Pick out each line in the rows below that contains the word "tiled", and copy those lines in their original order.
[start]
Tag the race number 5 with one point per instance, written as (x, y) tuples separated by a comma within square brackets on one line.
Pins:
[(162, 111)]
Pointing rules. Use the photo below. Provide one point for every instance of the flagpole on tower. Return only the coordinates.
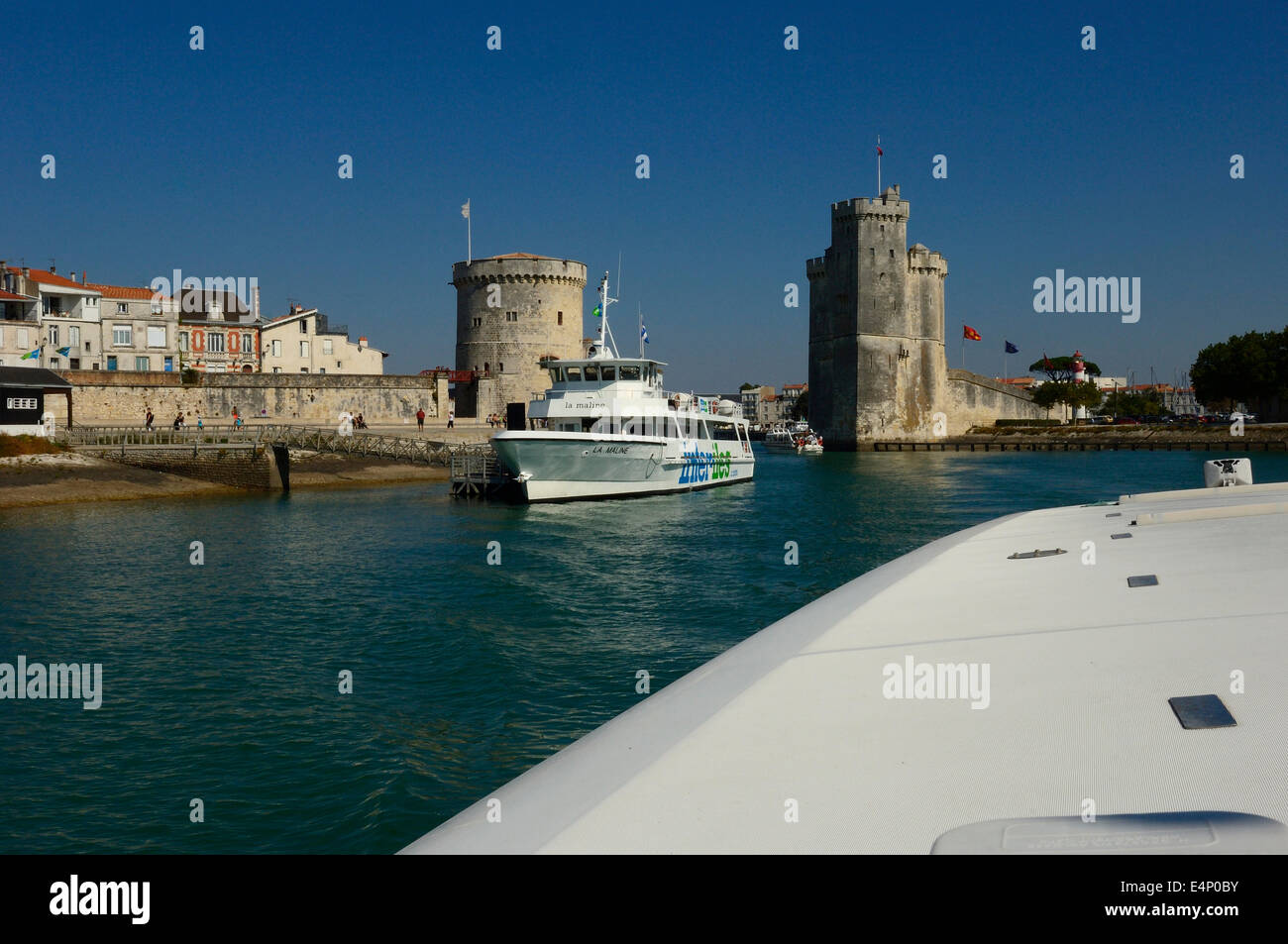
(469, 232)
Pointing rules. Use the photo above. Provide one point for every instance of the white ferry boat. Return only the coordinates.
(606, 428)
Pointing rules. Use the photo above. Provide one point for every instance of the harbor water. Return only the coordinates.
(220, 682)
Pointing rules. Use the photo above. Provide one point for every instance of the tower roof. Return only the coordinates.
(520, 256)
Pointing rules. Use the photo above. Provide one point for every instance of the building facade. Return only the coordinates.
(304, 342)
(513, 310)
(218, 333)
(140, 330)
(55, 314)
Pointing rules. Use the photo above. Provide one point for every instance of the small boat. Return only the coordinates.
(782, 439)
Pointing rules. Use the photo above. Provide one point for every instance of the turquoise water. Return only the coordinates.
(220, 682)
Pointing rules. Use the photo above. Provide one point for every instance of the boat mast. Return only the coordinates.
(604, 331)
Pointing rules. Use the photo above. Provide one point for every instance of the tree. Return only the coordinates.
(1061, 368)
(1047, 394)
(1067, 393)
(1085, 394)
(1244, 368)
(800, 410)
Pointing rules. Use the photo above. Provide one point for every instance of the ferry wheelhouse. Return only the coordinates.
(608, 428)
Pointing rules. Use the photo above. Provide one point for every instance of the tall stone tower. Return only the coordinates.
(511, 310)
(876, 327)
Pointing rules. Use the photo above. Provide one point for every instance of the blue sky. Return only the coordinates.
(1107, 162)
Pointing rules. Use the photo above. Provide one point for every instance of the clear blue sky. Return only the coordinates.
(223, 162)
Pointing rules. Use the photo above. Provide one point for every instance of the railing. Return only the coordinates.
(163, 436)
(317, 439)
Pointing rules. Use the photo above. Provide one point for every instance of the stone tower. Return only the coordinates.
(876, 327)
(511, 310)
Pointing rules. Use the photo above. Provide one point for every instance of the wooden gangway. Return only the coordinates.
(1056, 445)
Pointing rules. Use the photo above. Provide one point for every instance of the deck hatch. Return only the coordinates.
(1202, 711)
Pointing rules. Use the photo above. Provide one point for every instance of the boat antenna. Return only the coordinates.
(604, 330)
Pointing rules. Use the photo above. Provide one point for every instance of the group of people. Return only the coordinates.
(180, 420)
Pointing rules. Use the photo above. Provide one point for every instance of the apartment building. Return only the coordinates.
(304, 342)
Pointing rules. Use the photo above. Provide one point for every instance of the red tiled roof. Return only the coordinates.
(120, 291)
(50, 278)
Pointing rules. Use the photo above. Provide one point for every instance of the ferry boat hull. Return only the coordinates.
(562, 467)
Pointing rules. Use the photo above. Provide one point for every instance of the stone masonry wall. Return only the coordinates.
(240, 468)
(108, 398)
(975, 400)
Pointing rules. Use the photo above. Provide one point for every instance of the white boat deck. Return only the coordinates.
(1081, 668)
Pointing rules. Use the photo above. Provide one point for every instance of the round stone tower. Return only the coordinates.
(511, 310)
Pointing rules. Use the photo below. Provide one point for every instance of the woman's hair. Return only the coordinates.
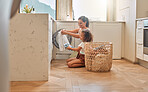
(84, 19)
(87, 37)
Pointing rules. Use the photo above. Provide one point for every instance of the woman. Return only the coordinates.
(79, 61)
(83, 23)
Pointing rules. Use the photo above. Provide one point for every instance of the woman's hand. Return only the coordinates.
(69, 48)
(63, 32)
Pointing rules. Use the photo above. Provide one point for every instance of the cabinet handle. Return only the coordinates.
(139, 43)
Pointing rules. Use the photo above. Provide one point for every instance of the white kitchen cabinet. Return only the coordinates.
(128, 11)
(139, 35)
(145, 57)
(139, 51)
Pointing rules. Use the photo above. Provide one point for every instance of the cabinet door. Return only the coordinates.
(67, 26)
(139, 35)
(77, 40)
(139, 53)
(140, 24)
(145, 57)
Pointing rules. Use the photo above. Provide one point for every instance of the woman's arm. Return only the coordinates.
(72, 31)
(72, 34)
(74, 49)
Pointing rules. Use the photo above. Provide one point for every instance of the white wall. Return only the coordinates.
(126, 11)
(5, 8)
(93, 9)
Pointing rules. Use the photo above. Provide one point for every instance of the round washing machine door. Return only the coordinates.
(54, 38)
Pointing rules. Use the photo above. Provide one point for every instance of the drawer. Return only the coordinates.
(140, 24)
(145, 57)
(139, 51)
(139, 35)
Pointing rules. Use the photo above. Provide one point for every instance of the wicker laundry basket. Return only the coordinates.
(98, 56)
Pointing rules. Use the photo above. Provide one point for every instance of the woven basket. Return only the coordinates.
(98, 56)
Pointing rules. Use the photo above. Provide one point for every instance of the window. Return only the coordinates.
(41, 6)
(93, 9)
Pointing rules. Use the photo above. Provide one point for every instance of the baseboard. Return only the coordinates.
(130, 60)
(143, 63)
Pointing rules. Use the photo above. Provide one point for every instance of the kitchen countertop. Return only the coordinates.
(92, 21)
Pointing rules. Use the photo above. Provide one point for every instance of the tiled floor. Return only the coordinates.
(123, 77)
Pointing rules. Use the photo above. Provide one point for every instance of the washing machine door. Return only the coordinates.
(54, 38)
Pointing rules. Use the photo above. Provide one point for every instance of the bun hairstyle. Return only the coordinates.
(87, 35)
(84, 19)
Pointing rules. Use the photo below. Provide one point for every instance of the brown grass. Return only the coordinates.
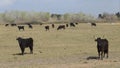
[end]
> _THE REPLY_:
Pointing rules. Use the photo above. Provide one point for every instance of the red tiled roof. Return only the coordinates.
Pointing rules. Use the photo above. Provide one point for every instance of the tiled floor. Return only the coordinates.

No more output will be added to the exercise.